__Text extract__:
────────────────
Table 1. A table of major OAuth Identity Providers. Regarding the prevention of CSRF attacks, this table describes if the IdP forces CSRF prevention, suggests it, or makes no mention of implementing it. Note that only 4 of the 13 IdPs require that RPs implement protections that are mandated by the OAuth 2.0 standard.

The attack proceeds as follows: If the adversary recognizes a vulnerable OAuth URL in an RP application, she can initiate the authorization code grant flow by luring the user to load the URL from their user agent (step 1 in Fig. 2b). When the victim loads this URL, their browser will automatically submit a GET request to this vulnerable OAuth URL. Because the victim is still logged in with that OAuth IdP, the pop-up request for user authorization in step 2 will be bypassed, and the IdP will proceed to issue the authorization token to the RP.

The result of the attack is that the RP now has authorization to access the user’s IdP account without the user having granted consent for this session. The OAuth authorization token allows an RP to execute any operation in the IdPs API, potentially accessing and modifying private user information.

The RFC defining OAuth 2.0 provides an entire subsection detailing the potential for CSRF attack in the authorization code grant flow. After detailing how the attack proceeds, the RFC expressly states that:

The client MUST implement CSRF protection for its redirection URI...The authorization server MUST implement CSRF protection for its authorization endpoint... [18]

The specification clearly requires that CSRF protection be implemented to prevent the attack described above. However, upon investigating the OAuth policy and implementation of 13 major IdPs, we discovered that CSRF prevention tools are only required by 4 of the 13 IdPs (Table 1). The documented policies of the rest of the IdPs either recommend but do not require CSRF defenses, or completely ignore them. This lack of proper enforcement of the OAuth 2.0 standard indicates that there is a dangerous potential for RP developers to implement OAuth 2.0 requests in a vulnerable manner that will still be accepted by the IdP.

3.2 Developer Implementation Problems

The OAuth 2.0 standard contains an entire section entitled “Security Considerations” that is dedicated to specific security concerns when implementing OAuth [18]. Given that developers appear to be ignoring the subsection regarding CSRF, we examined the other considerations to determine if the problem of noncompliant implementation is widespread or if CSRF presents a unique challenge in correct implementation.
────────────────
__Data listing__:
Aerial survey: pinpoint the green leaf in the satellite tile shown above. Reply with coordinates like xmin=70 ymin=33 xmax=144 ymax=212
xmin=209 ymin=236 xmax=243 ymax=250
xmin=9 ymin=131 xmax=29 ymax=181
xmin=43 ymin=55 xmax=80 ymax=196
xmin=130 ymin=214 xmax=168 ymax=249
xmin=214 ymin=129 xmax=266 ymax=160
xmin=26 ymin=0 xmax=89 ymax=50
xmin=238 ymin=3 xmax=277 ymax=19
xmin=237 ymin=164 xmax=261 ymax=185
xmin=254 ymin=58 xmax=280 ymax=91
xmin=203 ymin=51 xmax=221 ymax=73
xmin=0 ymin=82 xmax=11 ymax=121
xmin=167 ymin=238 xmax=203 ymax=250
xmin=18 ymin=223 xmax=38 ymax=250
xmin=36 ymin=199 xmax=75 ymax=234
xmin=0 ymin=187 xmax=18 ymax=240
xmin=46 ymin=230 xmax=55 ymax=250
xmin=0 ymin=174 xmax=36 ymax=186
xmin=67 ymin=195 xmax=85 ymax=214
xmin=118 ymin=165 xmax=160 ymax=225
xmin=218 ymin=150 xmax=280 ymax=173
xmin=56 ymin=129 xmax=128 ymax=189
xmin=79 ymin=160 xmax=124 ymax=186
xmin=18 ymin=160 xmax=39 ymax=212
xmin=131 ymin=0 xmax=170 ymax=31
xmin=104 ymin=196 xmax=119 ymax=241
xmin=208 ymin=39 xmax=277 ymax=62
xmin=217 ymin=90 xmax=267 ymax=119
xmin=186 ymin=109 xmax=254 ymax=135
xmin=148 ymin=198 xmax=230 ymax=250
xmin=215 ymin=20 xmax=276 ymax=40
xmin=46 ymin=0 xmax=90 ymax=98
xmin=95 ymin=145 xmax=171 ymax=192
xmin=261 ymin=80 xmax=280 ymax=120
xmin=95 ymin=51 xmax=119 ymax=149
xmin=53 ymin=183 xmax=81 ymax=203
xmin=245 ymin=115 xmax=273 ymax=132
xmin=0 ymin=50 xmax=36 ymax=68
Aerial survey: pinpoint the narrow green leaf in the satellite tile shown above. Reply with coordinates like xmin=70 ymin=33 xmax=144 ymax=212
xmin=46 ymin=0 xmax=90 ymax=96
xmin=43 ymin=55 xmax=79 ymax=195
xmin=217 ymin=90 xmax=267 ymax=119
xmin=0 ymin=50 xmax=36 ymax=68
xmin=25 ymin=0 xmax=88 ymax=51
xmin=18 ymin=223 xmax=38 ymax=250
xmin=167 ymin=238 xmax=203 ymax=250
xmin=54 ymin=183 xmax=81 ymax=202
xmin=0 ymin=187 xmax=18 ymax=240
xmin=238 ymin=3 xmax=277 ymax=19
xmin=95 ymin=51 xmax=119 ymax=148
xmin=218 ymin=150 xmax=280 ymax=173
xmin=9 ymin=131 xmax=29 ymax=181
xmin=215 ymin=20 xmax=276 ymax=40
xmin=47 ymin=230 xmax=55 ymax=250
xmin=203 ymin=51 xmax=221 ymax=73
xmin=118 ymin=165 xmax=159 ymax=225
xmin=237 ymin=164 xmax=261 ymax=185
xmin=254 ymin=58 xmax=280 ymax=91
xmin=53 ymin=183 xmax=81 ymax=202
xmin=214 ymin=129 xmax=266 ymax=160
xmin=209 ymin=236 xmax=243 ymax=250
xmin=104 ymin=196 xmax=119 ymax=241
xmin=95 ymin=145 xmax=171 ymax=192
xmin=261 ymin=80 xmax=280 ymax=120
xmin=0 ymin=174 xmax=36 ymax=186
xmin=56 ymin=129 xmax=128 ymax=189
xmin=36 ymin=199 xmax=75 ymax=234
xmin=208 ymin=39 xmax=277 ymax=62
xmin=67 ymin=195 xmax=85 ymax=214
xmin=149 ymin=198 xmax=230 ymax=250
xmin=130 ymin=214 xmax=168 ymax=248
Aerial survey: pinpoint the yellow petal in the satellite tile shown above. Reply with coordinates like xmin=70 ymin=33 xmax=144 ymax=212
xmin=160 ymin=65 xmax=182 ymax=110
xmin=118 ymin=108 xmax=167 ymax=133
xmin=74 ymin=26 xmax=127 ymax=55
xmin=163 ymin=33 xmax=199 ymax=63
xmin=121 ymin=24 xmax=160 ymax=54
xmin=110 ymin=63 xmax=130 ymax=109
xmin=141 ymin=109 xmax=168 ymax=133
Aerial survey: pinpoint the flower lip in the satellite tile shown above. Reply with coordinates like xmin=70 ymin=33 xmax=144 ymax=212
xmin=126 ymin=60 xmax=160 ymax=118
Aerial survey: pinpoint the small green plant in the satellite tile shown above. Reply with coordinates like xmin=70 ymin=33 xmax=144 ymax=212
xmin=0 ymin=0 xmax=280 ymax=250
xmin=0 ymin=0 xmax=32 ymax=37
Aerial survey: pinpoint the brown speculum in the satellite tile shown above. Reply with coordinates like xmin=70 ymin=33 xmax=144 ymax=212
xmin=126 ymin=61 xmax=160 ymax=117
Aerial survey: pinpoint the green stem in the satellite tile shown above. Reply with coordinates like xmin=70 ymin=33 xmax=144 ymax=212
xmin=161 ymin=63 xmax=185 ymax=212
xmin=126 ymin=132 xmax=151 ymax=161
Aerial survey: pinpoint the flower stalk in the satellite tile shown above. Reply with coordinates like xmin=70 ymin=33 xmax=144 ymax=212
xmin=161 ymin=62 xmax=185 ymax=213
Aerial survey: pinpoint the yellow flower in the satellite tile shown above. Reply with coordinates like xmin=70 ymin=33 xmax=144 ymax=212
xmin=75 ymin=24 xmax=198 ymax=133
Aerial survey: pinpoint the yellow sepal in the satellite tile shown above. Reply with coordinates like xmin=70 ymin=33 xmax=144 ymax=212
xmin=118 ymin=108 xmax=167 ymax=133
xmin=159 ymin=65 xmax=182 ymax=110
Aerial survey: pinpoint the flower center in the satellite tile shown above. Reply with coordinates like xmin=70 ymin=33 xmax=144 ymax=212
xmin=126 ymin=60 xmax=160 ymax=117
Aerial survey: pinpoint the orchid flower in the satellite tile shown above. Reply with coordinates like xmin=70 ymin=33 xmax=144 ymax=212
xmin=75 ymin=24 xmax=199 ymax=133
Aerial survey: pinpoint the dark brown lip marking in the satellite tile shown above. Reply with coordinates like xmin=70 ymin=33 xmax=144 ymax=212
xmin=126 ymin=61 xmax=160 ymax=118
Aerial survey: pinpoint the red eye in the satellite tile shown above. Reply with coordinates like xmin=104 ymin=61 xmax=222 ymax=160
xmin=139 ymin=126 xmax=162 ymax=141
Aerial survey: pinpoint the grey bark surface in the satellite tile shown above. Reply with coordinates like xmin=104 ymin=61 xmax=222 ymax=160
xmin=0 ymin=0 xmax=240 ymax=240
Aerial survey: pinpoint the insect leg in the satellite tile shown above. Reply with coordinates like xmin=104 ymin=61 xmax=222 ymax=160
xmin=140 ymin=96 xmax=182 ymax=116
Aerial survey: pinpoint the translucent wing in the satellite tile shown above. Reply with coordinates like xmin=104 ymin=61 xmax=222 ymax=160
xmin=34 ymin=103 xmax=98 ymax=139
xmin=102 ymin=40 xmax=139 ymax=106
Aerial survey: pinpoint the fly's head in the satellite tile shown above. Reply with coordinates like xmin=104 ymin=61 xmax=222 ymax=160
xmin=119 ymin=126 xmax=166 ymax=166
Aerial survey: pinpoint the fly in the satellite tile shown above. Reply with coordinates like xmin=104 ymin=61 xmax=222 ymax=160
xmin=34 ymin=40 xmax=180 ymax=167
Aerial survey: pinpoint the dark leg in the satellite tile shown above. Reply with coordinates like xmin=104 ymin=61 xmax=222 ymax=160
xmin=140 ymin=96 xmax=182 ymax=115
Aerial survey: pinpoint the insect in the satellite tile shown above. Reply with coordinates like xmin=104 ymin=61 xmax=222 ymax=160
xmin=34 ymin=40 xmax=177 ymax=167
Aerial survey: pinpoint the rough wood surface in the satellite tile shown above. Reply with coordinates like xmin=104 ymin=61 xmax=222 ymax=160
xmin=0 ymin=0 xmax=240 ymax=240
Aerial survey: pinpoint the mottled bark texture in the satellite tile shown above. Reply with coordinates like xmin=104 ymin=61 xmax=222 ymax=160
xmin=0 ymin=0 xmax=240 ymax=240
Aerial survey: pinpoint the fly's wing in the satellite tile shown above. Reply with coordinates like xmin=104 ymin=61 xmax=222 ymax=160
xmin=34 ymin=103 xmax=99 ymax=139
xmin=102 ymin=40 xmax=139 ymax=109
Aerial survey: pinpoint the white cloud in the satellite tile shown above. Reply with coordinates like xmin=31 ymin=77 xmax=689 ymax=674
────────────────
__Tasks for this exercise__:
1/ Answer these questions using the OAuth security text:
(a) How many of the 13 investigated IdPs require CSRF prevention?
(b) Why is the pop-up request for user authorization in step 2 bypassed during the attack?
(c) What is the title of the OAuth 2.0 standard's section on specific security concerns?
2/ Proceed with the OAuth security text, starting after its final sentence.
The lines above are separate material and have no connection to the OAuth security text.

__Answers by task__:
1/
(a) Four of the 13 IdPs require it.
(b) It is bypassed because the victim is still logged in with that OAuth IdP.
(c) The section is titled "Security Considerations."

2/
The section covers 16 different security concerns and mitigations for each attack. Many of these mitigations are standard good security practice, with examples including not storing or sending passwords in plaintext, sanitizing all data fields, and securing connections with TLS. A smaller subset of considerations deal with server back-end implementations, such as preventing brute-force login attempts and choosing secure cryptographic values. Finally, there are a few considerations warning against using deprecated flows and encouraging proper user education on strong password creation and identifying phishing attacks.

The most important take away from the documentation is that throughout the entire section, the client (i.e., the RP initiating the request) is only tasked with implementing three security mechanisms. Those mechanisms are:

  • Validating the server TLS certificate

  • Sanitizing all data fields received during the protocol

  • Implementing CSRF protection

While many server-based applications have been found to improperly validate TLS certificates, these problems are largely a result of errors and poor design in the underlying TLS libraries, not application code itself [13]. Likewise, sanitizing data is a well-studied security problem with extensive documentation on mitigation techniques to check the format of incoming data. However, implementing CSRF protection mechanisms according to the OAuth standard slightly increases the complexity of application code. This increase in complexity appears to have the strong side effect of discouraging developers from implementing protections at all. Even when developers are only tasked with managing a handful of security concerns, requiring even a small amount of security expertise appears to be an impediment to proper implementation.

3.3 Mitigation

The OAuth specification explicitly identifies the use of the OAuth state parameter in the section defining necessary CSRF protection mechanisms:

This is typically accomplished by requiring any request sent to the redirection URI endpoint to include a value that binds the request to the user-agent’s authenticated state (e.g., a hash of the session cookie used to authenticate the user-agent). The client SHOULD utilize the “state” request parameter to deliver this value to the authorization server when making an authorization request.

By requiring a non-guessable value that binds the request to a specific, authenticated state, an adversary is prevented from constructing a valid malicious request to then lure the victim into launching through his user agent.

Table 2. A listing of RPs and their means of preventing CSRF attacks. Without a single mandatory technique for CSRF prevention, RPs have developed a wide variety of protection schemes.

Given this advised policy, we next examined the CSRF prevention techniques employed by a selection of common RPs, shown in Table 2. We found a variety of different CSRF prevention techniques exist in practical deployments. The varying CSRF prevention techniques implemented by RPs tended to correspond with the CSRF policy of the IdP they were accessing.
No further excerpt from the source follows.